Mark: Same idea here - we have Facebook and Ad Words grading their own homework. What they're doing is they're picking attribution models that make their advertising platforms look as good as possible in front of you. So we have two problems. The first problem is - can we trust the data? I mean, I think that's a peripheral problem. The real problem is that we can't compare the numbers. To compare the amount of money that Facebook claims that they're generating for you with the amount of money that AdWords claims they're generating for you is like comparing a GMAT score with an MCAT score. Right? Both are tests and both are numbers, but both are grading different tests. So to compare those numbers would make absolutely no sense. And this is where Glew can provide an immense amount of light to help you allocate that ad spend as efficiently as possible.

Mark: Let's go ahead and start this conversation by saying there is no perfect attribution model. If you ever have a conversation with anyone and they say or claim that they have the perfect attribution model, please run in the other direction. Attribution modeling is so unique and so important to each respective business because each respective business is A, unique and B, running a unique business process and C, therefore will have a different way of grading how effectively that unique business process is.

Mark: In terms of attribution model examples, let's first think of the Facebook attribution model, since everyone is very much in tune with it. If I go to Performance and I go to Advertising, and let's actually start looking into the tool, what you'll see is a really beefy, great page demonstrating the attribution model of each respective advertising platform. Right now, that's just Facebook. And soon AdWords will be released as well. Facebook uses a one-day click, 28 - excuse me, one-day view, 28-day click attribution model. Meaning if a customer clicks on the Facebook advertisement, and then, let's say they come through AdWords six hours later, Facebook is still going to get credit for that sale, even though they bought through AdWords.

Mark: One-day click, or - excuse me. One-day view, 28-day click. Okay, I'm confused. One-day view, 28-day click. So let me reset that real quick as we get started here. If the advertisement scrolls across John Doe's screen in the past 24 hours, and he buys within that 24 hour window, Facebook is going to take credit for that sale. Or if said John Doe clicks on the Facebook advertisement and buys within 28 days, Facebook is going to take credit for that sale. My point in that example is that that's a very generous attribution model. You can see Facebook is taking credit for as many sales as they possibly can. Again, one-day view, 28-day click. If John Doe has viewed the advertisement in the past 24 hours, and/or John Doe has clicked on the advertisement within 28 days, Facebook is going to take credit for that sale. Fairly complicated even to explain it.

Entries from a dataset

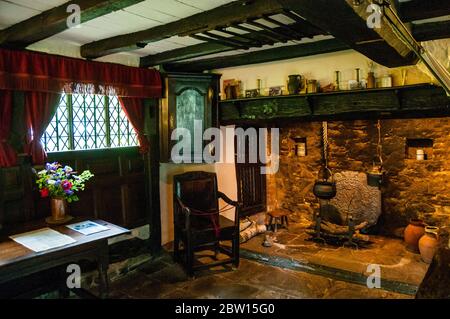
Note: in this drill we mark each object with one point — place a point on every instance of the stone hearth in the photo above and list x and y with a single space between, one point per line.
412 188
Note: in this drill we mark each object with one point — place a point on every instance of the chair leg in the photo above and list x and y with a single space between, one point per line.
216 250
189 259
176 247
235 249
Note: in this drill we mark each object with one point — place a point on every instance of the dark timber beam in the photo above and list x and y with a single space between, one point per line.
280 53
218 41
53 21
234 12
431 31
423 9
279 36
203 49
348 22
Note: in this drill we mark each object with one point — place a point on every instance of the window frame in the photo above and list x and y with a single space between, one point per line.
69 105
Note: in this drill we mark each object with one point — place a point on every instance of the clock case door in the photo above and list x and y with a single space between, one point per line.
182 90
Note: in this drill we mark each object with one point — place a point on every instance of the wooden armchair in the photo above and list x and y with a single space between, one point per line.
198 224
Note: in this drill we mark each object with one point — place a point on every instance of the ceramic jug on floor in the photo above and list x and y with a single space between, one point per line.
413 232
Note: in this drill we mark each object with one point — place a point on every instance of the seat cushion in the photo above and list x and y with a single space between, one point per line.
208 234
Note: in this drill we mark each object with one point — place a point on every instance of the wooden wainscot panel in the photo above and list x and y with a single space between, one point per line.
109 203
116 193
137 204
133 165
365 101
107 166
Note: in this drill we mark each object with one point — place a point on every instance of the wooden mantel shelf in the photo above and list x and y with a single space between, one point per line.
405 101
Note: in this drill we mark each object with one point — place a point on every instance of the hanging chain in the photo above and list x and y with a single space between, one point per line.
325 143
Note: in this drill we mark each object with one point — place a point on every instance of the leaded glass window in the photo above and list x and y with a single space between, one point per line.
88 121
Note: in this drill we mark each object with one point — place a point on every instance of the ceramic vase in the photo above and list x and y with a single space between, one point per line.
370 80
294 83
428 243
413 232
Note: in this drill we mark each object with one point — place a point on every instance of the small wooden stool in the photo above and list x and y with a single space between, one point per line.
278 217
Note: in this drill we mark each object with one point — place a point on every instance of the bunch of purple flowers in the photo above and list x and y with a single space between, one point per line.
59 181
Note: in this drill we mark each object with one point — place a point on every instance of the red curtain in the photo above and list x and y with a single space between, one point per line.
134 109
39 110
8 155
32 71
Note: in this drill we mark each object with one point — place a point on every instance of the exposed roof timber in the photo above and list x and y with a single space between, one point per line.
420 9
244 44
230 13
218 41
202 49
431 31
53 21
280 53
264 33
421 32
241 36
281 36
285 27
349 24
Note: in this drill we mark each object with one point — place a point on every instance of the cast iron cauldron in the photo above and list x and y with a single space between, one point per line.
325 188
375 176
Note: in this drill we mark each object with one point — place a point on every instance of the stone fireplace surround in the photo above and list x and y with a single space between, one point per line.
412 188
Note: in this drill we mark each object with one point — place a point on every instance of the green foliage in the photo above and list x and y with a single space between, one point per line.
57 181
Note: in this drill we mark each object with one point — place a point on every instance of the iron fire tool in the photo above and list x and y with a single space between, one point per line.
325 188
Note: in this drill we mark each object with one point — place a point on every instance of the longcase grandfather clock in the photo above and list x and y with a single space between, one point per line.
189 99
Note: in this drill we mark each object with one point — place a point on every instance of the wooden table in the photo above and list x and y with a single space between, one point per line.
17 261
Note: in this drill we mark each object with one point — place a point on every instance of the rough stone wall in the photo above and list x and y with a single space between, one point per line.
412 188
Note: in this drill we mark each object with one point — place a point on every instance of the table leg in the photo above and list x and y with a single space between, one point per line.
103 264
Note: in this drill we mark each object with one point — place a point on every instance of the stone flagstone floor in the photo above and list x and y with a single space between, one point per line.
161 278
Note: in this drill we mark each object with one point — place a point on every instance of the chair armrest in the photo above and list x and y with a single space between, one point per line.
184 208
227 200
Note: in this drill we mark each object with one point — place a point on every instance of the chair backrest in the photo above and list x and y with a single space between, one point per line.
197 190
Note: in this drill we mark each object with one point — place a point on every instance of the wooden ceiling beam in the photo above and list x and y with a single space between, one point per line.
234 12
348 22
263 33
245 44
431 31
228 44
423 9
279 35
269 55
203 49
286 27
240 36
54 21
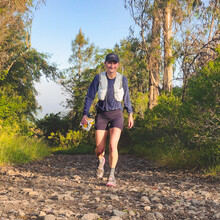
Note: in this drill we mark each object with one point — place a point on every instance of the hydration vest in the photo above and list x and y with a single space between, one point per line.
103 86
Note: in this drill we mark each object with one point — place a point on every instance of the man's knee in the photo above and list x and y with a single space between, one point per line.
112 148
99 151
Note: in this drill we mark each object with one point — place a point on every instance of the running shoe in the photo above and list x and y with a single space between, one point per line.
111 181
100 169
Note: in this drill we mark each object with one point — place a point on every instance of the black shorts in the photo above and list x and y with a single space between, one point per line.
110 119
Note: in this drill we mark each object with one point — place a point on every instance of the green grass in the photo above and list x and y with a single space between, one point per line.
16 149
81 149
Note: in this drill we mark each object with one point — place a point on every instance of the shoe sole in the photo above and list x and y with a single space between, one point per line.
100 176
111 184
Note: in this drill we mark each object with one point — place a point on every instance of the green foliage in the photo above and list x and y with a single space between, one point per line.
12 107
185 134
71 138
16 148
53 123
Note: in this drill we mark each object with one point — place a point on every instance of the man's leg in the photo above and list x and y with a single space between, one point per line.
115 134
100 138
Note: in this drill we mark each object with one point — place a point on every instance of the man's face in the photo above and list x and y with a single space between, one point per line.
111 66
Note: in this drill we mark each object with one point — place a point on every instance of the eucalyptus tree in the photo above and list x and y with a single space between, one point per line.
189 35
79 75
147 15
20 64
15 21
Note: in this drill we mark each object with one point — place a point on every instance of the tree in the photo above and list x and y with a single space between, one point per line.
20 65
167 30
79 75
148 17
15 21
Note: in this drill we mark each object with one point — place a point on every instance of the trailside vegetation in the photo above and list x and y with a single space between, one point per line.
20 67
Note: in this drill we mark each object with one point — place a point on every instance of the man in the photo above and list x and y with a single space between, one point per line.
112 88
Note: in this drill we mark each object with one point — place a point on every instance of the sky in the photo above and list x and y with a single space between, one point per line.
57 23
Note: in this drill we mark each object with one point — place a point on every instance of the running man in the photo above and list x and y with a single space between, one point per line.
112 88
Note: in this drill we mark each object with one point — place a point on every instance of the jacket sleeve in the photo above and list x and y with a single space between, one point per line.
93 88
127 100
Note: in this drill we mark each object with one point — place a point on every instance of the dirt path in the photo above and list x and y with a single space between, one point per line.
64 187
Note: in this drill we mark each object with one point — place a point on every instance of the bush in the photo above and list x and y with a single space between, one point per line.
16 148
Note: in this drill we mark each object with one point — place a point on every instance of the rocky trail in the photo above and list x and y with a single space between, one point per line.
65 187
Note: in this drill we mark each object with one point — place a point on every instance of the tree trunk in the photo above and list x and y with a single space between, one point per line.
154 59
168 66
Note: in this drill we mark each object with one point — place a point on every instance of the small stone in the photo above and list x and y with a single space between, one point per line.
119 213
90 216
97 199
150 216
42 214
49 217
159 206
33 194
115 218
216 216
155 199
159 216
131 213
21 213
114 197
145 199
147 208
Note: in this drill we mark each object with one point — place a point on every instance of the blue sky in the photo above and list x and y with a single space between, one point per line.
57 23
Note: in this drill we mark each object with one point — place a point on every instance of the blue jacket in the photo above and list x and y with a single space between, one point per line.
109 103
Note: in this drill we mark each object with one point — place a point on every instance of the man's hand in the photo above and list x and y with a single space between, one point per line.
84 120
130 121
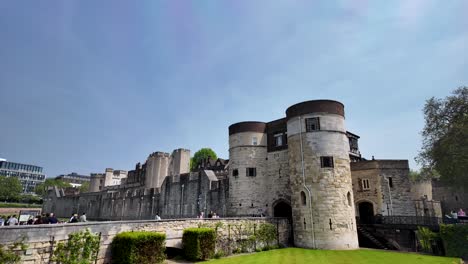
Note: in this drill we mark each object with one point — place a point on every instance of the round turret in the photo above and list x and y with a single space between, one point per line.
247 168
320 176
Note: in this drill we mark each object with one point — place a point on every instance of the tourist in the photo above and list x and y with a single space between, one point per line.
38 220
454 215
83 217
53 219
45 218
74 218
13 220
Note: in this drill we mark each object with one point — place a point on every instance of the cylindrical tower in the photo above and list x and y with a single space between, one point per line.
157 166
320 176
247 168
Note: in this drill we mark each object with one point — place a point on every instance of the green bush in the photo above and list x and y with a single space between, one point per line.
138 247
81 247
455 238
199 243
426 238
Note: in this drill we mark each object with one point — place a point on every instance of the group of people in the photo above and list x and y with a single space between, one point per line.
454 216
45 218
210 215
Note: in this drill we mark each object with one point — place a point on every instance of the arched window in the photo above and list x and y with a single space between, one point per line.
303 198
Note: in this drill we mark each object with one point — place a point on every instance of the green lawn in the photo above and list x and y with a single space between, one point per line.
362 256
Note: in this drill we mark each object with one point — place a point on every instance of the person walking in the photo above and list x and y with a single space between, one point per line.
83 217
13 220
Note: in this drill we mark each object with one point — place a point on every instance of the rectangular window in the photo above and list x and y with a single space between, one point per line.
326 162
312 124
252 172
254 141
278 140
365 184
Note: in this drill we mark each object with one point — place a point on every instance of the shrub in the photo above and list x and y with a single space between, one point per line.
11 254
426 238
138 247
455 238
266 234
81 247
199 243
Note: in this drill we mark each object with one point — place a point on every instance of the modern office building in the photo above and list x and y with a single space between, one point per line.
29 175
74 179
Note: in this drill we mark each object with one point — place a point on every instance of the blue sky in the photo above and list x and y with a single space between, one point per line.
86 85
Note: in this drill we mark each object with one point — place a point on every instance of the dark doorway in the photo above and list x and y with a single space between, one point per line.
283 209
366 213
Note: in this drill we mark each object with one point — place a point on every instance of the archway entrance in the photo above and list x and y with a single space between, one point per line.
283 209
366 212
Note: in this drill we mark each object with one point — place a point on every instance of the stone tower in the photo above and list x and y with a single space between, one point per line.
320 177
247 168
157 168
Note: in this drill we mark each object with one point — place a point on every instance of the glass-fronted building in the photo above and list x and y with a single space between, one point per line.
29 175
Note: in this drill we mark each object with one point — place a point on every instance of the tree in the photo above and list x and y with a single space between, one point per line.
42 188
10 188
203 153
445 138
84 187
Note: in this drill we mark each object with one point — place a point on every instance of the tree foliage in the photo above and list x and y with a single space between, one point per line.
42 188
445 138
10 188
203 153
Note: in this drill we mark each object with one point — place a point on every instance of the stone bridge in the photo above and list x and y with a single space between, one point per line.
42 239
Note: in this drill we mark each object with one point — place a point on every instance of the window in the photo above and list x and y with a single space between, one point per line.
254 141
303 199
312 124
252 172
365 185
278 140
326 162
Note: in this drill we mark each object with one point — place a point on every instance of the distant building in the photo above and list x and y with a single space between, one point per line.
29 175
74 179
110 178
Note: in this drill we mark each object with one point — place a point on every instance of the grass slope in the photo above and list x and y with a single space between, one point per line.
362 256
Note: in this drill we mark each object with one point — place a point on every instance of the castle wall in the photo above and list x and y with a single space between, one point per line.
247 193
329 221
451 198
277 180
43 239
179 162
394 200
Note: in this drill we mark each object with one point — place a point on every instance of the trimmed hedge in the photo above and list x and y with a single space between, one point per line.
138 247
455 238
199 243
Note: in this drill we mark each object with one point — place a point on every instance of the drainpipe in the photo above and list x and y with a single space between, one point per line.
305 186
389 195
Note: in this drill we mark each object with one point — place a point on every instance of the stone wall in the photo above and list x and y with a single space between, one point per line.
451 198
390 188
183 195
42 239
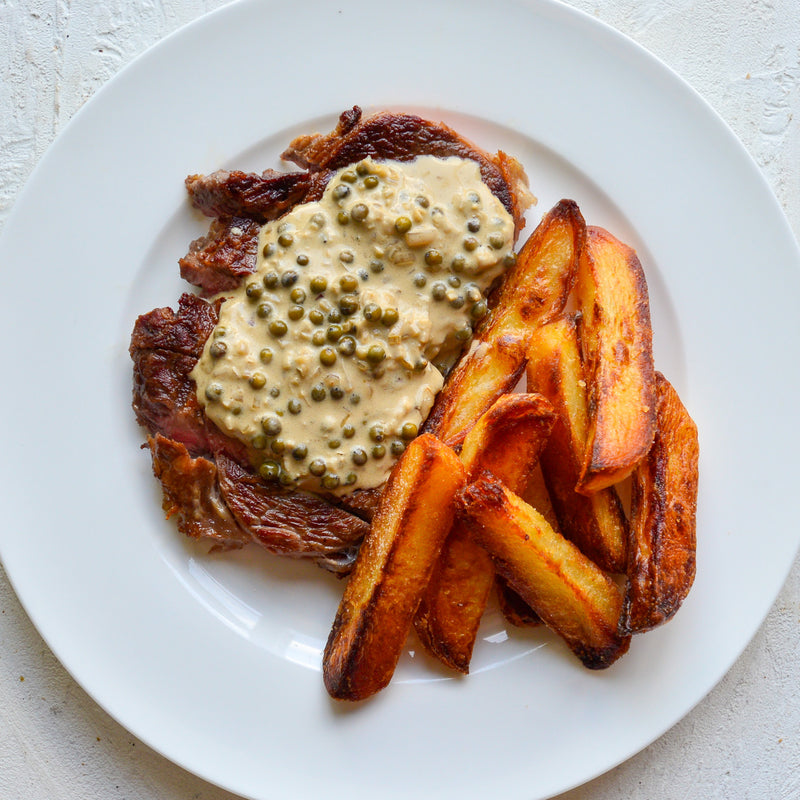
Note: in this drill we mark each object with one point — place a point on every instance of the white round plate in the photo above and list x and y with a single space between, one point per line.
214 660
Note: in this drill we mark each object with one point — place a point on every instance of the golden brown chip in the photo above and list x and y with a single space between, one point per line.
663 508
596 523
616 342
506 440
393 567
572 595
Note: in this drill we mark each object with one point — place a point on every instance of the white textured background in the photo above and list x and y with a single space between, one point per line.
743 740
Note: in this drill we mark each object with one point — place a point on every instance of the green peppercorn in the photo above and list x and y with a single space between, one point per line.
327 356
389 317
254 290
318 393
330 481
218 349
372 312
278 328
347 345
479 310
213 391
317 467
359 456
457 301
348 305
348 283
433 258
359 212
458 264
269 470
271 426
376 433
463 332
318 284
257 380
376 354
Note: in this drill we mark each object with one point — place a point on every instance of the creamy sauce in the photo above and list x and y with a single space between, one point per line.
326 361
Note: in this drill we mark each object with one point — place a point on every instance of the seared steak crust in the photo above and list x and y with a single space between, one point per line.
206 478
222 502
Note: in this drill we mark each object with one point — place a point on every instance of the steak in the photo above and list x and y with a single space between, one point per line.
207 481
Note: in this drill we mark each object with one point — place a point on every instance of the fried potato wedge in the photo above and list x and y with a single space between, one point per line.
392 569
596 522
571 594
616 343
535 290
506 441
662 560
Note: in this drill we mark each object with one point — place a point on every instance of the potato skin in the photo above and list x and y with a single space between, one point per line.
616 342
596 523
662 560
506 441
393 567
571 595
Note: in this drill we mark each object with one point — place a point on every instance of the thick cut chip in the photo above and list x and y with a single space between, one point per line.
616 342
392 569
596 522
661 566
506 441
570 593
535 291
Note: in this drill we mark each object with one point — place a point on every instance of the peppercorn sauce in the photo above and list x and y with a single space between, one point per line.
327 359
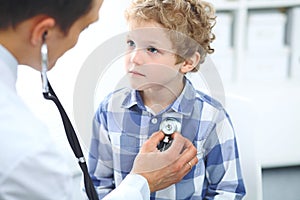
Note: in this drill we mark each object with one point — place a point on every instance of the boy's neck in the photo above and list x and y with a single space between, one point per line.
159 98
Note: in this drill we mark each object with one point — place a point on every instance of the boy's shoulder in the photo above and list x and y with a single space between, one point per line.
209 100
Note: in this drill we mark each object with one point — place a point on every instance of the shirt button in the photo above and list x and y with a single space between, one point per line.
154 120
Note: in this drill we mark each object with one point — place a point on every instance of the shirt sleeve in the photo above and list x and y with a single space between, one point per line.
223 170
133 187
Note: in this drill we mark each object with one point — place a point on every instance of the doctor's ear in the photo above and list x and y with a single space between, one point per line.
41 29
190 63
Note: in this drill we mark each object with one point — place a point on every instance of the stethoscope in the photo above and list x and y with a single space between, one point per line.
168 126
49 94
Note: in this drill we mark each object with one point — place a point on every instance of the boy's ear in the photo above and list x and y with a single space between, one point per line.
190 63
41 26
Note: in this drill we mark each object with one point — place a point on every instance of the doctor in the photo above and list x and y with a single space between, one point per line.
31 166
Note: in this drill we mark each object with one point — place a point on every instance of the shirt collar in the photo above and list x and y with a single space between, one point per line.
181 105
8 67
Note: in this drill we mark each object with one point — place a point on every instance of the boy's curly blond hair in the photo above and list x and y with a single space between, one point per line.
192 18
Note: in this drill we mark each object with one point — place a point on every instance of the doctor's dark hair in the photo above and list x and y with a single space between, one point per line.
191 21
65 12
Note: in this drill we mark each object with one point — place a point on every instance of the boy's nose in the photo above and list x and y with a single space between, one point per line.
137 56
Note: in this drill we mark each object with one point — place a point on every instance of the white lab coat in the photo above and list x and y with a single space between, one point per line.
31 165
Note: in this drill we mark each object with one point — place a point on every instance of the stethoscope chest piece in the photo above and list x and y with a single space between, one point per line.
168 126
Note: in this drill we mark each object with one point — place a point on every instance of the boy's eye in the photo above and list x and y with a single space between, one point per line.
152 50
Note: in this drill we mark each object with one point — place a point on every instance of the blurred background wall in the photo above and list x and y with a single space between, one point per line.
257 54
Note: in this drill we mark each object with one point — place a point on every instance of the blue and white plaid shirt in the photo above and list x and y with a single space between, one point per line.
122 124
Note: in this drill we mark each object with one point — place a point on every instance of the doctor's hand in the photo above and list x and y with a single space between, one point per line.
162 169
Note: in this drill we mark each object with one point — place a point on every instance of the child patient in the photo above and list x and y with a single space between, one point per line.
166 40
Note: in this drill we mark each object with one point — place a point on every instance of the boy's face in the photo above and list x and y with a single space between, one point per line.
150 61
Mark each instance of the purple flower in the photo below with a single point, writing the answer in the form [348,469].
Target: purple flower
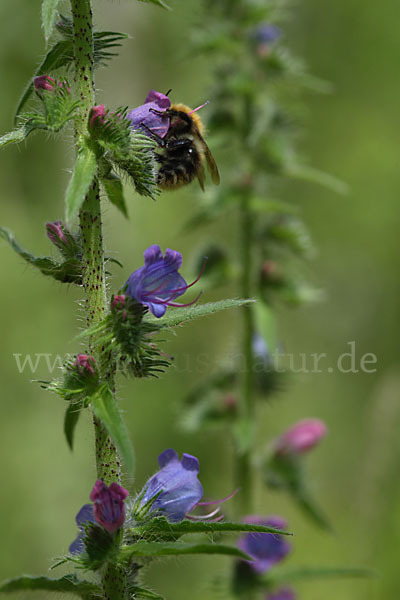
[177,485]
[85,515]
[266,549]
[144,118]
[158,283]
[97,116]
[301,437]
[282,594]
[109,507]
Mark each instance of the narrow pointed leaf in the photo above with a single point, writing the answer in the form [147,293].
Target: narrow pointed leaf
[181,315]
[49,16]
[16,136]
[158,3]
[115,193]
[176,548]
[140,592]
[69,584]
[71,419]
[81,180]
[106,409]
[161,524]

TASKS FOR THIS EXERCISE
1 - Answer these questions from the attribution transcript:
(a) Comparing Facebook's revenue claims with AdWords' revenue claims is likened to comparing which two scores?
(b) What does Mark tell listeners to do if someone claims to have the perfect attribution model?
(c) What attribution model does Facebook use, as Mark finally states it?
2 - Set down the stretch of the attribution transcript from "Mark: In terms" through "bought through AdWords.", word for word.

ANSWERS
1 -
(a) A GMAT score with an MCAT score.
(b) Run in the other direction.
(c) A one-day view, 28-day click attribution model.

2 -
Mark: In terms of attribution model examples, let's first think of the Facebook attribution model, since everyone is very much in tune with it. If I go to Performance and I go to Advertising, and let's actually start looking into the tool, what you'll see is a really beefy, great page demonstrating the attribution model of each respective advertising platform. Right now, that's just Facebook. And soon AdWords will be released as well. Facebook uses a one-day click, 28 - excuse me, one-day view, 28-day click attribution model. Meaning if a customer clicks on the Facebook advertisement, and then, let's say they come through AdWords six hours later, Facebook is still going to get credit for that sale, even though they bought through AdWords.